Records for processing>
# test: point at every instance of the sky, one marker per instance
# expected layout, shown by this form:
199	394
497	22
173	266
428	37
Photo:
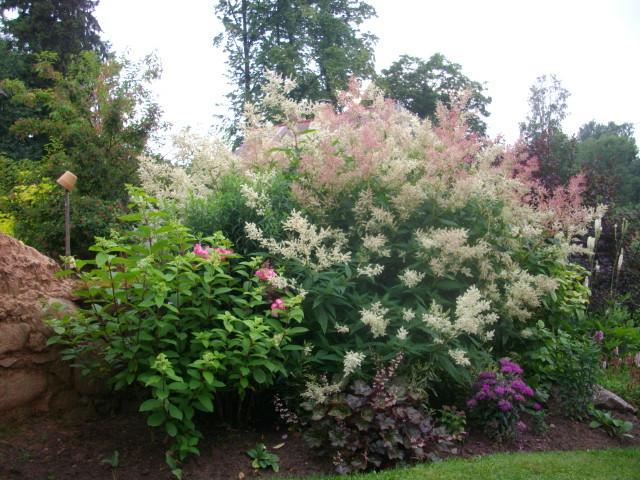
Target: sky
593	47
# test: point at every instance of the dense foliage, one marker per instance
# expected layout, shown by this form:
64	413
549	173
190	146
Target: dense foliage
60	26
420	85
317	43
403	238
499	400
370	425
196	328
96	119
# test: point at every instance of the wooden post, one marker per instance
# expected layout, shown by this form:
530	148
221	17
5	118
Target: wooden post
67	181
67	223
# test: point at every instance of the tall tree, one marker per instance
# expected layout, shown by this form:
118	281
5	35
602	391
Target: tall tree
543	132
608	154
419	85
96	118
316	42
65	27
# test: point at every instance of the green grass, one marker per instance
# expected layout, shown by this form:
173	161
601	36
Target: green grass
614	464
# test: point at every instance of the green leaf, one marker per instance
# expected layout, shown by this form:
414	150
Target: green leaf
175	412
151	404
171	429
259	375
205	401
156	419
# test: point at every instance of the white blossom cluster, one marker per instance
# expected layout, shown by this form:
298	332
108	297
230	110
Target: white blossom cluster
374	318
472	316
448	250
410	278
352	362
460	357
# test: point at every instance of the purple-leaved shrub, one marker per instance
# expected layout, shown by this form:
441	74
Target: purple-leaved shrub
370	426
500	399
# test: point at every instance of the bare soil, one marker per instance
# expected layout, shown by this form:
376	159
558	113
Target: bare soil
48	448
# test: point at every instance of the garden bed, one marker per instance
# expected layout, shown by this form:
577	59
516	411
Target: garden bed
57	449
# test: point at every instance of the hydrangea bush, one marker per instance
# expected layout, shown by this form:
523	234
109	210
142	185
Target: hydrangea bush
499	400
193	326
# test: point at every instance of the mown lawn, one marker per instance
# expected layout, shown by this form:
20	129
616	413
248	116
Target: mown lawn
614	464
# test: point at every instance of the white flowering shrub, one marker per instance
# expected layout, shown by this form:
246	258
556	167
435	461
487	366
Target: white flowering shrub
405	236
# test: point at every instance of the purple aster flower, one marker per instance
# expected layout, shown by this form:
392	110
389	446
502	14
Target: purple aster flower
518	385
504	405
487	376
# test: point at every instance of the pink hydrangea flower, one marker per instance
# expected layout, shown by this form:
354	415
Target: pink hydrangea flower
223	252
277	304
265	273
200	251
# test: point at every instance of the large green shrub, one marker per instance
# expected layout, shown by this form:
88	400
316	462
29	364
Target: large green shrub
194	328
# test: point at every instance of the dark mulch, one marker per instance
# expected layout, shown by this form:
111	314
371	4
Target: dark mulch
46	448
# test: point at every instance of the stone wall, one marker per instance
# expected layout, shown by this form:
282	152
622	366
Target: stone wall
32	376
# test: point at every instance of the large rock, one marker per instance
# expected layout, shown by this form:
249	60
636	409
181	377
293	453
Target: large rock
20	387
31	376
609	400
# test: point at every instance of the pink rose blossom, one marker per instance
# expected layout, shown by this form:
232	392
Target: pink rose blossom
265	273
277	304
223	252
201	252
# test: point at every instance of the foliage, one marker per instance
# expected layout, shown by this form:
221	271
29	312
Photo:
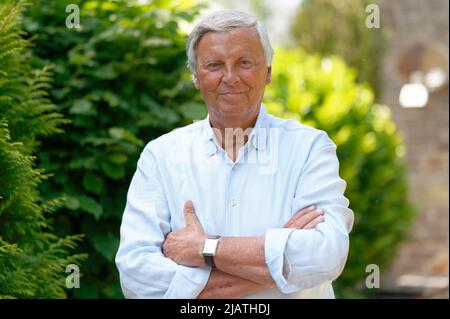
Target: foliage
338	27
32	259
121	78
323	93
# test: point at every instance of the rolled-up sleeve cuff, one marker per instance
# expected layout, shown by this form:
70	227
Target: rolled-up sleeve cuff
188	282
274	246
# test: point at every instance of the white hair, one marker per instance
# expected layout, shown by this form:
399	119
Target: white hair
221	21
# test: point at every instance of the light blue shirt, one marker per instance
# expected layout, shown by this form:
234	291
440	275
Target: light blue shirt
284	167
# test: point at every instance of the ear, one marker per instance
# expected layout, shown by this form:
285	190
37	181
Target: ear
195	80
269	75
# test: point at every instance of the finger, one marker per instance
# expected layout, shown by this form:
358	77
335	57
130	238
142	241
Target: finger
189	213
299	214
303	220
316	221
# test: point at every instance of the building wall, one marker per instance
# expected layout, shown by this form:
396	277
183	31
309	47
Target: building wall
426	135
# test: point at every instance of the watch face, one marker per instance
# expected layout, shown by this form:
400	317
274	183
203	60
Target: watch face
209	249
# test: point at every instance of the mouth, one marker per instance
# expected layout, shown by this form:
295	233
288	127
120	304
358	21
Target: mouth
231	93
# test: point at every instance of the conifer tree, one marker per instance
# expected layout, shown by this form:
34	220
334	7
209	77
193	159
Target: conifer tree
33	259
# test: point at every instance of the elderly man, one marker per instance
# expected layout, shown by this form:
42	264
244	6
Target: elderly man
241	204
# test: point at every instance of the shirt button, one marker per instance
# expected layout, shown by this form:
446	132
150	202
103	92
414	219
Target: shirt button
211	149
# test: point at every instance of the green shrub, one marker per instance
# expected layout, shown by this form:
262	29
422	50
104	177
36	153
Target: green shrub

Task to complete>
Reproduce, exactly and only, the lines running from the one with "Target: ear" to the end of the listing above.

Written solution>
Target: ear
195	80
269	75
# test: point at every instance of the finger, one marker per instance
# expected layout, shown by this form:
358	77
335	57
130	238
142	241
Target: finger
189	213
299	214
303	220
316	221
# test: point at every instance of the building wall, one marker per instance
# expected layout, shown by this form:
396	277
183	31
309	47
Target: building wall
426	135
# test: point at every instance of the watch face, one marker per instance
# expected layout, shown by this form:
400	317
274	183
203	60
Target: watch face
209	249
# test: point at every instance of the mouth, one marker per instance
# expected layout, shown by this form:
295	233
288	127
120	304
358	21
Target: mouth
231	93
# test: point at every instance of the conifer tree, one marker per instance
# expected layout, shown by this form:
34	220
334	7
209	77
193	159
Target: conifer tree
33	259
# test: point at every instance of the elderly man, one marker per instance
# expected layout, shown by this form:
42	264
244	6
Target: elderly man
241	204
# test: point at every instance of the shirt button, one marker per instance
# expected layout, shown by this form:
446	132
150	202
103	92
414	219
Target: shirt button
211	149
# test: point at every instance of the green shrub, one marker per instance
# expected layout, shown by this form:
262	29
422	50
104	177
36	153
Target: green shrub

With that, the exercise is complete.